* [Requirements]: Rewrite the lines between the one holding "of the norfolk" and the one holding "of the hedge", inclusive, as a numbered list without blank lines. Leave the pictures out.

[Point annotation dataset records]
________
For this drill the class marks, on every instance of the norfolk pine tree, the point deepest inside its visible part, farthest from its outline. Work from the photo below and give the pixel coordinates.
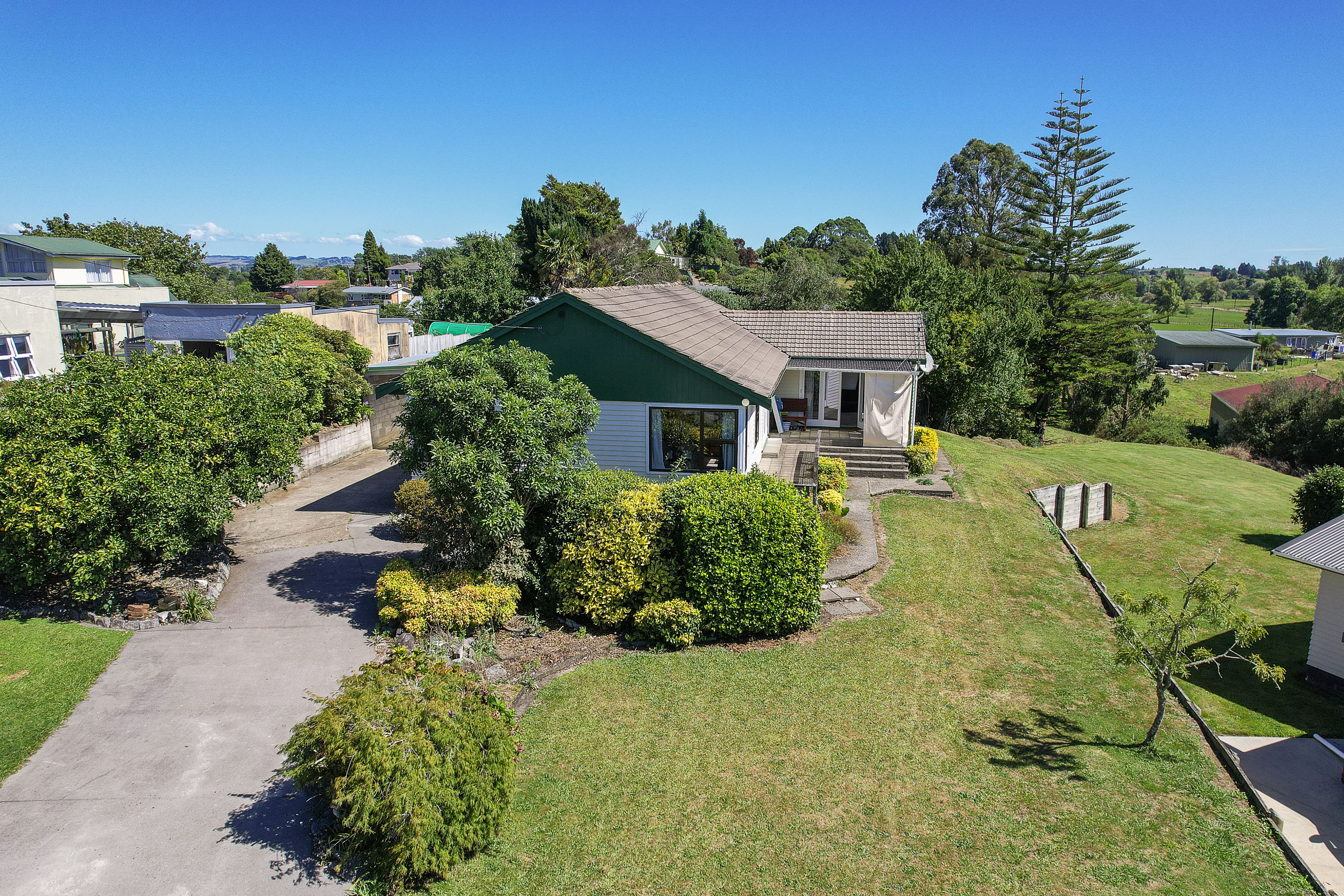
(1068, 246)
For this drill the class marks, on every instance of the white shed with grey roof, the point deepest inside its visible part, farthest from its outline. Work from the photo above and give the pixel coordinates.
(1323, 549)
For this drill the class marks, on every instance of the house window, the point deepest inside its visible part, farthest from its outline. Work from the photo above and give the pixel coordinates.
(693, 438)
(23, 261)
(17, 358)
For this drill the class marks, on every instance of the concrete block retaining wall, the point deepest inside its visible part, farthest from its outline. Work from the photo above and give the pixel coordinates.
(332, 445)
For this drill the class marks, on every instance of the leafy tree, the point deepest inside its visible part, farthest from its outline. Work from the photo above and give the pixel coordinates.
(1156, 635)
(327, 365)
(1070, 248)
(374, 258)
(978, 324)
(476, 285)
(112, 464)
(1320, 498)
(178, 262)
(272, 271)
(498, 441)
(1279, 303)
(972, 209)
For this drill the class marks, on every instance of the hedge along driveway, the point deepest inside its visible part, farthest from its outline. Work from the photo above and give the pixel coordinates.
________
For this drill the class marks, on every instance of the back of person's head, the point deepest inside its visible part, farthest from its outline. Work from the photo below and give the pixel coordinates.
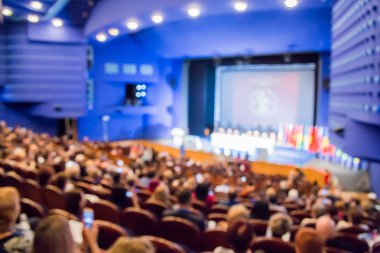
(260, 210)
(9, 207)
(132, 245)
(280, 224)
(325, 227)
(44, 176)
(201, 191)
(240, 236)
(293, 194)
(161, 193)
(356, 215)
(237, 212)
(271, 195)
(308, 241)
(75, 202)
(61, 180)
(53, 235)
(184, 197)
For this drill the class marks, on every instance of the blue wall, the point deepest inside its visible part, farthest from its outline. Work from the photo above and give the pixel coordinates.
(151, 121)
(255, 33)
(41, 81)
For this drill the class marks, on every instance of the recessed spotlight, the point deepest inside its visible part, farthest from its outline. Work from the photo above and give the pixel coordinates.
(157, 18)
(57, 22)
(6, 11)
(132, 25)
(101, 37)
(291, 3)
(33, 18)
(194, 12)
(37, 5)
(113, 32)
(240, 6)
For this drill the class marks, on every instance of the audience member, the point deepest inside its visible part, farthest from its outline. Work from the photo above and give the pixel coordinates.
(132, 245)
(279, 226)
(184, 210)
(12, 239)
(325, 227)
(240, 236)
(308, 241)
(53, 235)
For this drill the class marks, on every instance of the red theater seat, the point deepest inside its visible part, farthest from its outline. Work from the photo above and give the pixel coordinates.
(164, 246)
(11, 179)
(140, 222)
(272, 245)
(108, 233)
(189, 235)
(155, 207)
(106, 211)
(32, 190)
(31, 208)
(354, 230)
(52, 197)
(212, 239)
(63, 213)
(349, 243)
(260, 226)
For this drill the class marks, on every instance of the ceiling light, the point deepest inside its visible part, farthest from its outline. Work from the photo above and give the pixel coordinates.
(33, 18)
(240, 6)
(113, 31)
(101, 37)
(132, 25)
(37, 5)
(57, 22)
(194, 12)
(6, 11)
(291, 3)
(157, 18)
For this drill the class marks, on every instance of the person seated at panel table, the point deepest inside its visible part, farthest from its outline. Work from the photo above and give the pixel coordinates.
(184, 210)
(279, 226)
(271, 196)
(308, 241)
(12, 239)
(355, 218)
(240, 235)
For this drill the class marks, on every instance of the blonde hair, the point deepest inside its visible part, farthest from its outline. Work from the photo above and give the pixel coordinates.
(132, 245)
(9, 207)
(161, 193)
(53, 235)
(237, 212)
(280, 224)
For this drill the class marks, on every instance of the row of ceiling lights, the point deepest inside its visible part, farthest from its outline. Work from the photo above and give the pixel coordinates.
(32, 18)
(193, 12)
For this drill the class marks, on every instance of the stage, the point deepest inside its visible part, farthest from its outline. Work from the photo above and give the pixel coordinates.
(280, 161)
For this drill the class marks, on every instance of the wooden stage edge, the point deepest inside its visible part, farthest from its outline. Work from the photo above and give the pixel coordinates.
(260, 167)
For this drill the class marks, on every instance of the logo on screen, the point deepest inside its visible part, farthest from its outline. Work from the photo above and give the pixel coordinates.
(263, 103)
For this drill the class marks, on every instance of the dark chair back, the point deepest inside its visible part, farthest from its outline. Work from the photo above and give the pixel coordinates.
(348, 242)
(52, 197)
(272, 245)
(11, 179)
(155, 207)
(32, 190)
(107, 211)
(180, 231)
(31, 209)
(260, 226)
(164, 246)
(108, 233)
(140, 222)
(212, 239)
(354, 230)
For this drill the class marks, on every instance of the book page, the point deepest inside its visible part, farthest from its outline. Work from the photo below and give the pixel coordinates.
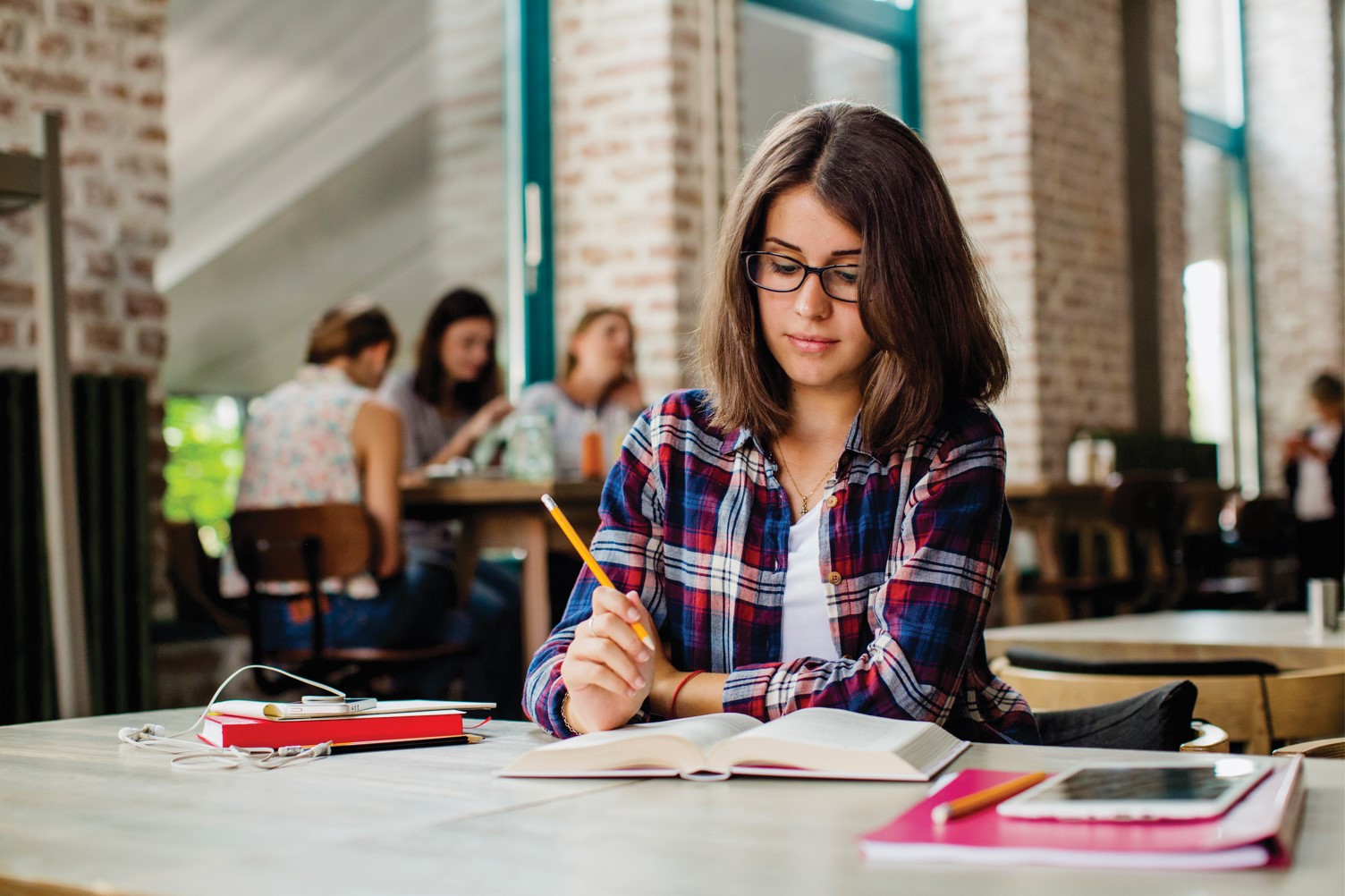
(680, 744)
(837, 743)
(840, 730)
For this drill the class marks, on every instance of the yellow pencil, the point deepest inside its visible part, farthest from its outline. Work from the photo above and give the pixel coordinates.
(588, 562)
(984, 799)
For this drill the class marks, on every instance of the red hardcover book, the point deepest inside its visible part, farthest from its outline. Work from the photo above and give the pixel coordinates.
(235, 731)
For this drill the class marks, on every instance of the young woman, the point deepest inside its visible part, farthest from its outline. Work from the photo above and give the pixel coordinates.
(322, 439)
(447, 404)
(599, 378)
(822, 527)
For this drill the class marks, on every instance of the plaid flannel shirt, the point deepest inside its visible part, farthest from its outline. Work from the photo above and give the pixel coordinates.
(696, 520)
________
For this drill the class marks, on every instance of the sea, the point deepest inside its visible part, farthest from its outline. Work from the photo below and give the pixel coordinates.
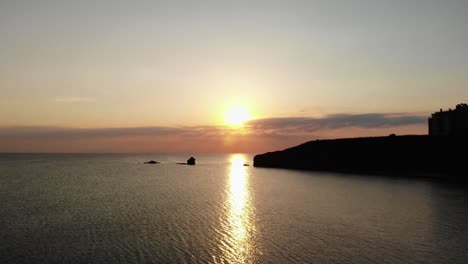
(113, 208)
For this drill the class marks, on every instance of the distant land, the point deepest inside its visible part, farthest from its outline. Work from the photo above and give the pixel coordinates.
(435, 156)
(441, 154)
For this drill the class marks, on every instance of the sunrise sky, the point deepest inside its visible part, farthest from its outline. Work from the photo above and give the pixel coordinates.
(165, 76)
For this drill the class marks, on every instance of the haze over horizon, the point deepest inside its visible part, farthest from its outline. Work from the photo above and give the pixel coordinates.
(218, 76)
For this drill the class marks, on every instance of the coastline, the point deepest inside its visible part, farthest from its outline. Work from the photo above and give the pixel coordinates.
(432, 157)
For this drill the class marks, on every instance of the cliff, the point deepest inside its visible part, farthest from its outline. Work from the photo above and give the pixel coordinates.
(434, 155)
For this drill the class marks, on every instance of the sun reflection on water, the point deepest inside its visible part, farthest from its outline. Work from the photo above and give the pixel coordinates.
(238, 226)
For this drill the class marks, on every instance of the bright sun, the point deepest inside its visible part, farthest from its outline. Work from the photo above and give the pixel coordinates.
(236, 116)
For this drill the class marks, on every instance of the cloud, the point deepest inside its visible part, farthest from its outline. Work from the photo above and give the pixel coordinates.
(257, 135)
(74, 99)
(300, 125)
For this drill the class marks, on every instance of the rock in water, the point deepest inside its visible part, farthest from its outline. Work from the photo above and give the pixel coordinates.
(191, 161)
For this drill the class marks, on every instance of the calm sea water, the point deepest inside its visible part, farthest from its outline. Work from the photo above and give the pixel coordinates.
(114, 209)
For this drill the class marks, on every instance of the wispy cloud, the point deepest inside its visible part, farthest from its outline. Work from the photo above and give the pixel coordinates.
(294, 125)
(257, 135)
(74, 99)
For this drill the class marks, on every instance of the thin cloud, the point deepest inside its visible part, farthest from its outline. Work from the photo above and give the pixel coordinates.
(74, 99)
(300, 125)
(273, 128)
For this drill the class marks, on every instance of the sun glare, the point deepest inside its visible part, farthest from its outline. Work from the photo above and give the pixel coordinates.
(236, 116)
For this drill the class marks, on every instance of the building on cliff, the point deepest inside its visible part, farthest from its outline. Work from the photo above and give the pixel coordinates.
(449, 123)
________
* [Exercise output]:
1. For this drill the class marks, on every instance of the norfolk pine tree, the point deepest inside its visible part, farthest from its outline. Work from the photo below and give the pixel coordinates.
2. (1068, 246)
3. For this drill the class marks, on every instance of the white shed with grey roof, the point deepest inside its visible part, farthest from its outline. Work from the photo above and give the pixel coordinates.
4. (1323, 549)
5. For this drill the class marks, on every instance of the house window, the point deepest inside its visible part, farthest from its outline. Work from the photo above and give the pixel coordinates.
6. (693, 438)
7. (23, 261)
8. (17, 358)
9. For this drill the class marks, on every instance of the concrete block retaining wall, the point deepest inside its visible part, farthest from its outline. Work from the photo above and give the pixel coordinates.
10. (332, 445)
11. For this drill the class marks, on every instance of the leafy tree, the point deepest inside its visible part, farthest from its outline. Work from the photo above and give the pixel coordinates.
12. (1156, 635)
13. (327, 365)
14. (1070, 248)
15. (374, 258)
16. (978, 324)
17. (476, 285)
18. (112, 464)
19. (1320, 498)
20. (178, 262)
21. (272, 271)
22. (498, 441)
23. (1279, 303)
24. (972, 209)
25. For this drill the class marks, on every instance of the hedge along driveway, the point deepest inside its visible part, farthest from its outline. Work from the photo above and give the pixel coordinates.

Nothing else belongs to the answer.